===== Reading passage

Much of the recent news concerning the intersection of politics and health care has been about the restriction of care: dismantling reproductive rights, eliminating gender affirming care for transgender youths and rolling back Covid-19 related vaccine and mask requirements. While not obvious on the surface, all these issues are related and united by common themes: They promote disinformation, often by employing fringe leaders with science degrees to give the patina of credibility, and they encourage the misinformed to abuse the legal system in the hopes of altering beneficial public health laws at the local, state and federal levels.
Much of the recent news concerning the intersection of politics and health care has been about the restriction of care.
The attack on the Centers for Disease Control and Prevention’s transit mask requirement is a perfect illustration of such abuse. The legal conversation has focused on the defendant, that is, whether the CDC exceeded its authority in recommending masks on planes, trains and buses; but more attention should be paid to the lead plaintiff in the lawsuit. That plaintiff is not an aggrieved patient, a front-line essential worker or an employee of a commercial airline, but a Wyoming nonprofit called the Health Freedom Defense Fund founded by an anti-vaccine crusader.
The bigger story behind the dismantling of the mask mandate is the power of organizations to weigh in on matters of great importance, such as public health and access to care, without any inclusion of scientific evidence, consensus studies, medical associations, public health organizations or even direct voices of patients and families, and for conservative judges to give weight to what those organizations argue.
Leslie Manookian, a former Wall Street executive who is founder and president of the Health Freedom Defense Fund, has long been on a campaign to turn the public against vaccines. She founded the fund in 2020 and has not had any filings with the IRS yet, but she claims to have thousands of small private donors that fund the organization’s work.
An unfortunate series of events, including symptoms associated with prior vaccinations, propelled Manookian to direct a 2011 documentary called “The Greater Good,” which stealthily disseminates anti-vaccine sentiment through a series of incredibly compelling emotional stories. The film features a cheerleader who suffered disabling strokes and the parents of a baby whose tragic death was associated with routine immunizations, although it provides little to no data to support broad claims against vaccines and the federal government.

==========

**Work item A:** Transcribe the stretch of the article on health care politics from "An unfortunate series" through "the federal government.".
**Work item B:** Pick up the article on health care politics after its final sentence and continue writing it.

===== Recorded data

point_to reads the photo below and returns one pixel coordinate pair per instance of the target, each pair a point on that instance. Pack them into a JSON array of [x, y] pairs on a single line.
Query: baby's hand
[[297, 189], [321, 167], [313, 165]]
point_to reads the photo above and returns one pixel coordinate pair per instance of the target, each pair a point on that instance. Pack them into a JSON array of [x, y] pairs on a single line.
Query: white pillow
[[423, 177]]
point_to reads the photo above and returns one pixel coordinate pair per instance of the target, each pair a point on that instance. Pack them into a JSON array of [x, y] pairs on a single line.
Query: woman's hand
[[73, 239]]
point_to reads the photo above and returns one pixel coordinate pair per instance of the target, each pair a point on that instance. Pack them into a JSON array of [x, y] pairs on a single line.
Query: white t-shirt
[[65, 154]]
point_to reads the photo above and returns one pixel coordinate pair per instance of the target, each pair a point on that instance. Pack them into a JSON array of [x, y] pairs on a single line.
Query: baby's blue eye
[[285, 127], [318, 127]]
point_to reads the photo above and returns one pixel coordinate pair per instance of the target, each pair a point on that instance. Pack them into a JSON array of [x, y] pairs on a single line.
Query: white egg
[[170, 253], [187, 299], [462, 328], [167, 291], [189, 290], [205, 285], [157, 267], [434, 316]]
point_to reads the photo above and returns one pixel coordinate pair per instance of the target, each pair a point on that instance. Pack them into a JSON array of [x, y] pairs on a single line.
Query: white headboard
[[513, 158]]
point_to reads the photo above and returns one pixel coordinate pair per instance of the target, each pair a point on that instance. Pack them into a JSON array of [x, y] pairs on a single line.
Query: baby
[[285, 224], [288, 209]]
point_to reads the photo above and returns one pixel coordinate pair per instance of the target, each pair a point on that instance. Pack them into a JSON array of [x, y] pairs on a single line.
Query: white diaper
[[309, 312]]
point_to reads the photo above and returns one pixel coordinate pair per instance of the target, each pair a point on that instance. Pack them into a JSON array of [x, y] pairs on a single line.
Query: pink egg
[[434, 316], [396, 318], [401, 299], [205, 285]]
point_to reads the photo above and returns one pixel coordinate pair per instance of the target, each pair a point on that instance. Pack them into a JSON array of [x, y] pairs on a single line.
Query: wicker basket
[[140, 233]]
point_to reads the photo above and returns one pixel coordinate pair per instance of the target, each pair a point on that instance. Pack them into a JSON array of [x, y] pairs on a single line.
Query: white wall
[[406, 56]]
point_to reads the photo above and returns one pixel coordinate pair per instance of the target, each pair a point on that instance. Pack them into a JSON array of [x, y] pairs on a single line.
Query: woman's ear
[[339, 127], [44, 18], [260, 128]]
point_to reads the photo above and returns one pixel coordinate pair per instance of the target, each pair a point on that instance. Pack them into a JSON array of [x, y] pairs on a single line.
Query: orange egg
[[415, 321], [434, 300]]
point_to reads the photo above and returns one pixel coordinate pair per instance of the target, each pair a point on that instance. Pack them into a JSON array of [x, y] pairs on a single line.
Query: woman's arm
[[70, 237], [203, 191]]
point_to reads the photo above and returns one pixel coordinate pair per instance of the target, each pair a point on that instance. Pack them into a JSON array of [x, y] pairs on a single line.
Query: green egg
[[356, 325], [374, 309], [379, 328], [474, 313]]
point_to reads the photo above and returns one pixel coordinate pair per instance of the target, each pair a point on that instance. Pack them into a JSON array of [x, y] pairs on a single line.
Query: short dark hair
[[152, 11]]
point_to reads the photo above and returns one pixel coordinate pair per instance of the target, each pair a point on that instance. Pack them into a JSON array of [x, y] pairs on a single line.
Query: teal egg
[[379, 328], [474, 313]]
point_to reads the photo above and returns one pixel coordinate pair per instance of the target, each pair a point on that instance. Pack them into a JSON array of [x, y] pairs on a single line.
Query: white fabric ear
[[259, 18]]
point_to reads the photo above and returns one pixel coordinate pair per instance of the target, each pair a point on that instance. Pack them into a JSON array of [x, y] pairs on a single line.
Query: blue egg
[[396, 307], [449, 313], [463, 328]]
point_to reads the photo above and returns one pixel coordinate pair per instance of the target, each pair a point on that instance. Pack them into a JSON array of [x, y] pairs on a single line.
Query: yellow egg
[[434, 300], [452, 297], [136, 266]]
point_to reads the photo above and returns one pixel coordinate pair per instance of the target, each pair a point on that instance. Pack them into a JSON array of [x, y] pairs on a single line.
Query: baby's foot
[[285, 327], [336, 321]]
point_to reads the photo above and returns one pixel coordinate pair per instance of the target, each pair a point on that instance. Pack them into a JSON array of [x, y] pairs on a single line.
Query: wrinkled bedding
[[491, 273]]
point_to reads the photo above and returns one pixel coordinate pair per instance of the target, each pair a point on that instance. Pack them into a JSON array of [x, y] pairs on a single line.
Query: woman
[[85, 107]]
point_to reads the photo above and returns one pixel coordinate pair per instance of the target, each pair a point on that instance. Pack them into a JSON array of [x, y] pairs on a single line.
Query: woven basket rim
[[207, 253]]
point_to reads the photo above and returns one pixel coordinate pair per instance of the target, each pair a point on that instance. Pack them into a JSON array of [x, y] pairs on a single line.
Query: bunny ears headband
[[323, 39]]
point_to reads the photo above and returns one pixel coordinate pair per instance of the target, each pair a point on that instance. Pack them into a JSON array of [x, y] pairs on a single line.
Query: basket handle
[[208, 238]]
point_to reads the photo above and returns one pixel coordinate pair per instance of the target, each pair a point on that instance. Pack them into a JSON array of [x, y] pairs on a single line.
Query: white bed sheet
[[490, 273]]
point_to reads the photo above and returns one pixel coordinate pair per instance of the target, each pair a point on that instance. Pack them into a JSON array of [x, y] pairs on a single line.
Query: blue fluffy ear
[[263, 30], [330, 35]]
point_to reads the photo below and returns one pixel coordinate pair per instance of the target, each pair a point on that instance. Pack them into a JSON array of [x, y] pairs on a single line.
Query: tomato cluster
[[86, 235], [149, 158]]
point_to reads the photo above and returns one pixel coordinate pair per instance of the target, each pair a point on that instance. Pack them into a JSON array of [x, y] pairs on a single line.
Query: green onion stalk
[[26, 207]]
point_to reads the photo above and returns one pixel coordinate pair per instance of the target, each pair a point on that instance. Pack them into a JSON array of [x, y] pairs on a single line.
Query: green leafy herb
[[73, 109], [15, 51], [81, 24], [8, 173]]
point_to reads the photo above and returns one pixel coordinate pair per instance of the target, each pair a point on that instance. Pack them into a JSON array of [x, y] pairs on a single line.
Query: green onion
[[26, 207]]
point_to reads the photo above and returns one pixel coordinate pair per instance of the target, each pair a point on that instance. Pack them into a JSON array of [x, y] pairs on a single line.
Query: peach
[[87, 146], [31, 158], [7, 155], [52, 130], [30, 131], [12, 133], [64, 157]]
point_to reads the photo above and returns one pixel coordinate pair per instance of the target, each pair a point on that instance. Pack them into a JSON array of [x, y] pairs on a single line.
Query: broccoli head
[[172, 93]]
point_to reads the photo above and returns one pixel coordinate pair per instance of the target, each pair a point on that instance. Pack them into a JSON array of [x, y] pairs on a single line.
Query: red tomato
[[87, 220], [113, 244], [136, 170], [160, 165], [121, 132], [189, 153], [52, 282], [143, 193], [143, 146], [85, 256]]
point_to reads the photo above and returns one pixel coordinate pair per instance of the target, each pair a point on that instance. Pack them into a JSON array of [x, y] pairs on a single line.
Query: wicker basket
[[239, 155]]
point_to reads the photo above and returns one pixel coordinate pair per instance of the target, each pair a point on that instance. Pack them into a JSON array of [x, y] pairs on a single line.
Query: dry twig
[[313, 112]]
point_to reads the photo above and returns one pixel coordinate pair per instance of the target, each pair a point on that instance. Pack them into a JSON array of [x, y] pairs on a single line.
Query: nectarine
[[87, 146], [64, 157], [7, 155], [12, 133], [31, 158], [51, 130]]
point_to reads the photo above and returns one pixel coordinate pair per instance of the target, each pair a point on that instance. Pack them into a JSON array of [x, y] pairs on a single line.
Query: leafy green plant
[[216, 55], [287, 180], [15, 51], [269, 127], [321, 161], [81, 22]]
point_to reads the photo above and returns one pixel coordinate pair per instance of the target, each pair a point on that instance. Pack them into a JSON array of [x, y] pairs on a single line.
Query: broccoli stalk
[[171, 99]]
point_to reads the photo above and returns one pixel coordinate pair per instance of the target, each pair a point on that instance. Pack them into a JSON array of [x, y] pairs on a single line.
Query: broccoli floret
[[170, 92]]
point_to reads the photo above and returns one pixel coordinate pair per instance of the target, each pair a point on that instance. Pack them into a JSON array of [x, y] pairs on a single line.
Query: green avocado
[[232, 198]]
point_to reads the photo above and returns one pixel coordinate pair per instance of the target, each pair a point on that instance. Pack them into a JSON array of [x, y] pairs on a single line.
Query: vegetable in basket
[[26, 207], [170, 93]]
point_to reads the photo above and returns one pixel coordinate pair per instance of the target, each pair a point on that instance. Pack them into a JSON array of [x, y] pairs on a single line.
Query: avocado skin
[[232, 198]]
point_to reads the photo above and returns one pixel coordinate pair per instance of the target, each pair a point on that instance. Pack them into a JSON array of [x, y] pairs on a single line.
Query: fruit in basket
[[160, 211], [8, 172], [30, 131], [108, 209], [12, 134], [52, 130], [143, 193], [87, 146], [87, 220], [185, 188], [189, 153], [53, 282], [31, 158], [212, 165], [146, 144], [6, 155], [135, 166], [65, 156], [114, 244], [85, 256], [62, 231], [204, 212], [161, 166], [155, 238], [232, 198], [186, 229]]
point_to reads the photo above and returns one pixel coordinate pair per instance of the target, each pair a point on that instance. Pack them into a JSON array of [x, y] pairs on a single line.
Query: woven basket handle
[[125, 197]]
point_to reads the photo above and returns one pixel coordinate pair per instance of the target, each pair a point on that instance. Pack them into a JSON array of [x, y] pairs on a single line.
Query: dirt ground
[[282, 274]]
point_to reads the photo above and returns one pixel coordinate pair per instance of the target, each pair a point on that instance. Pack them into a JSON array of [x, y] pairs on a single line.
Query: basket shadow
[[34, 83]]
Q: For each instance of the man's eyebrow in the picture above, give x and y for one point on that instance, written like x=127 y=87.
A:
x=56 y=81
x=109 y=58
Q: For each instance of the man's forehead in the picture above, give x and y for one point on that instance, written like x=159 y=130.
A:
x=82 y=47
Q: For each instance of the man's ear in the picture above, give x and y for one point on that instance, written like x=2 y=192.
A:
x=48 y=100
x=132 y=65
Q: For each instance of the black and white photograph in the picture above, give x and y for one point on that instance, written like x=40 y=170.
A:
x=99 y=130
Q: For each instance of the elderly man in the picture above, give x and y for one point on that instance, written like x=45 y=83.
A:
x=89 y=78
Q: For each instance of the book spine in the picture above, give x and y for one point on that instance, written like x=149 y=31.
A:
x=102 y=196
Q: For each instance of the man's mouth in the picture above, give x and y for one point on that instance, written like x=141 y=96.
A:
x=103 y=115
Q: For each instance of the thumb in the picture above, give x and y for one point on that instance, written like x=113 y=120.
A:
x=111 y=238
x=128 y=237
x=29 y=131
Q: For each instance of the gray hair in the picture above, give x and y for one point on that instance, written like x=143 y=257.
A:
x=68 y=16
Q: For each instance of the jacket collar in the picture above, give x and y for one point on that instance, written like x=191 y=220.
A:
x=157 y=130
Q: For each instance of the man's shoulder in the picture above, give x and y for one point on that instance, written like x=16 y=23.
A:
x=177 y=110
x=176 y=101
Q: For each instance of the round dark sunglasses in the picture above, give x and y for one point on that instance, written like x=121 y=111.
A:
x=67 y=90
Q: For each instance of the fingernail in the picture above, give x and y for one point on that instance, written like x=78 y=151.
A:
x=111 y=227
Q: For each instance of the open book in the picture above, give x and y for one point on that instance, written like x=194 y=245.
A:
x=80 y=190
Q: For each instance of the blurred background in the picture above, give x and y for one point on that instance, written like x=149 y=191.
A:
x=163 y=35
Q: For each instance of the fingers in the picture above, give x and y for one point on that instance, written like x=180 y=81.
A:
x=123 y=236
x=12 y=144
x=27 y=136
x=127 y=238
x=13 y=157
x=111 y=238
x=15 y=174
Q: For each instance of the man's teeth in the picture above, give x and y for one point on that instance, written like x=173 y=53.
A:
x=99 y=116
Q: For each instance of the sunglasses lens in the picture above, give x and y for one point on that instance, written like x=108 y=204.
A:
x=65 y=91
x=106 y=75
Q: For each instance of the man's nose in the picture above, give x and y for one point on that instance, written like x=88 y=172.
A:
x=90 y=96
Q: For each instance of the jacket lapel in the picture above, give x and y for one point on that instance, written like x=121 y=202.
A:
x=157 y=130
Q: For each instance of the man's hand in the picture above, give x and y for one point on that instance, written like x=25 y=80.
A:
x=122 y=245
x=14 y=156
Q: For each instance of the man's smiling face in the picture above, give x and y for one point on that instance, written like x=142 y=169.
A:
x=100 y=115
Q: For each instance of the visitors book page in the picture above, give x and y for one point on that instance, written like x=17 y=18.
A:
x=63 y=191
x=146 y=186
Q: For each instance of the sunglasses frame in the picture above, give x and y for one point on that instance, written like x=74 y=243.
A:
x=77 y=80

==========

**Expected output A:**
An unfortunate series of events, including symptoms associated with prior vaccinations, propelled Manookian to direct a 2011 documentary called “The Greater Good,” which stealthily disseminates anti-vaccine sentiment through a series of incredibly compelling emotional stories. The film features a cheerleader who suffered disabling strokes and the parents of a baby whose tragic death was associated with routine immunizations, although it provides little to no data to support broad claims against vaccines and the federal government.

**Expected output B:**
At the beginning of the pandemic Manookian founded the Health Freedom Defense Fund to fight the “erosion of the rights of Americans.” The organization began to legally challenge state mandates related to the coronavirus, including mask and vaccine requirements. In some instances, the organization won. For example, its lawsuit in Arizona resulted in a ban on vaccine mandates by Republican Gov. Doug Ducey at a time when Arizona had the third-highest death rate for Covid-19 in the nation. It lost some, too. In a suit against the city of Hailey, Idaho, and its Mayor Martha Burke, the fund was defeated in a lawsuit that claimed that mask mandates were “akin to forced human experimentation” in violation of the public’s civil rights.
The fund’s website features a section for member education resources that provides a template for an open letter to any school that hosts a vaccine clinic on campus. It contains paragraph after paragraph of misinformation and fearmongering: “How is the school going to feel, having promoted these shots and facilitated on campus administration of an experimental medical product which could render students infertile, mentally impaired, or dead?” The letter’s resources are unreliable to say the least; One claim that the mRNA vaccine results in cognitive impairment comes not from a scientific study or expert consensus but from a blog post on Medium.
Part of what makes Manookian’s campaign distinct is her incredibly sympathetic story. She reportedly suffered for years and was shuffled between specialists for symptoms that never quite fit into a neat diagnosis. After countless dollars wasted on repeat tests and treatments, she ultimately found relief with a homeopathic practitioner.